START Source document

Pursuant to the provisions of Section 92(3) of the Companies Act, 2013 the copy of Annual Return in prescribed form MGT-7 shall be placed on the Companys website at the link https://www.indbankhousing.com/investors.html upon filing the same with the Registrar of Companies (ROC).

AUDITORS

The office of the Comptroller and Auditor General of India, New Delhi in exercise of the powers conferred on them by section 139 of the Companies Act, 2013 vide their letter Ref No:CA.V/COY/CENTRAL GOVERNMENTJNBKHS(1)/180 dated 19.09.2024 appointed the Auditors, M/s A R Krishnan &Associates , Chartered Accountants, Chennai as statutory auditors of the Company for the financial year 2024-25.

SECRETARIAL AUDIT

Pursuant to the provisions of Section 204 of the Companies Act, 2013 read with the Companies (Appointment and Remuneration of Managerial Personnel) Rules, 2014, Board of Directors in the meeting held on 21.01.2025 has appointed M/s. SPNP & Associates, Practicing Company Secretary, to conduct Secretarial Audit for the financial year 2024-25. The Secretarial Audit Report for the financial year ended March 31,2025 is annexed to this Report.

The Secretarial Audit report observed that "During the period under review, the Company has received an order from the Honble High Court on 19th June 2024 for disposing off the writ petitions and the same was not disclosed to the stock exchange"

The Management replied that, the court has ordered to pay the cost of Rs. 25,000/- to the petitioner (Mr.M.Sreekumar) to set aside the Ex Parte order. The order nowhere mentioned about the settlement or fine/penalty. Moreover, the monetary value of the order is Rs. 25,000/- which does not have any significant material impact on the financial of the Company. The company tried to reach the petitioner two times by sending DD of Rs. 25000/- through registered post, but the petitioner was not traceable.

QUALIFICATIONS IN AUDIT REPORTS:

There is no qualification in auditors report. However, observations are made by the Auditors in their Report and Notes on Accounts which are self-explanatory.

PARTICULARS OF LOANS, GUARANTEES & INVESTMENTS BY COMPANY:

Details of Loans, Guarantees and Investments covered under the provisions of Section 186 of the Companies Act, 2013 are given in the notes to the Financial Statements.

Information as per section 134 (3) (m) of the Companies Act 2013:

a. The company has no activity relating to conservation of energy or technology absorption.

END Source document

| Work to complete |
[A] In the report excerpt, on what date did the Board of Directors appoint M/s. SPNP & Associates to conduct the Secretarial Audit?
[B] Rewrite the report excerpt's passage starting with "There is no" and going on through "which are self-explanatory.", substituting "remarks" for "observations".

START Stored data

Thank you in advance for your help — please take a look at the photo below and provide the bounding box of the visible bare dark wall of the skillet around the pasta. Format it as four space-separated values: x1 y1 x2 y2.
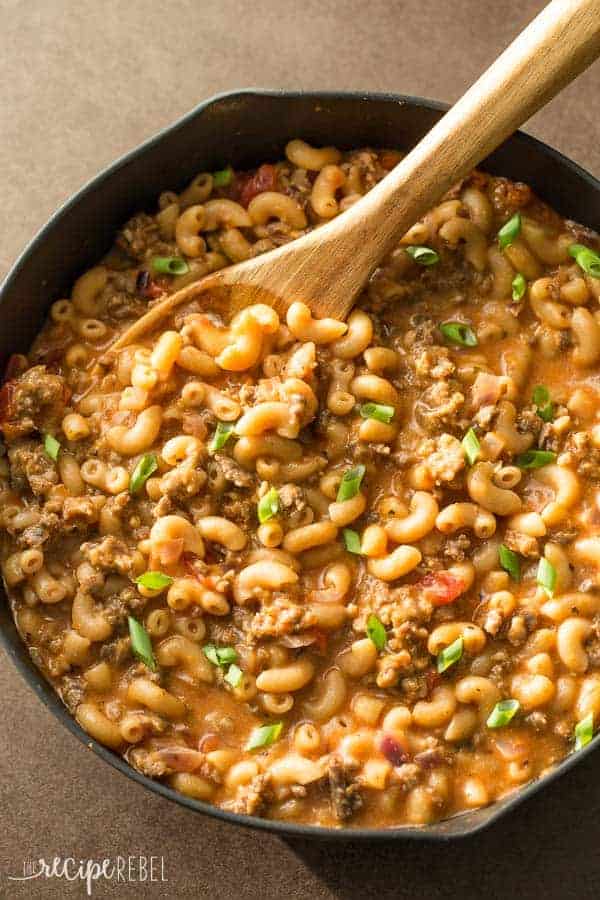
0 91 600 840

END Stored data

| Answers to the exercise |
[A] 21.01.2025

[B]
There is no qualification in auditors report. However, remarks are made by the Auditors in their Report and Notes on Accounts which are self-explanatory.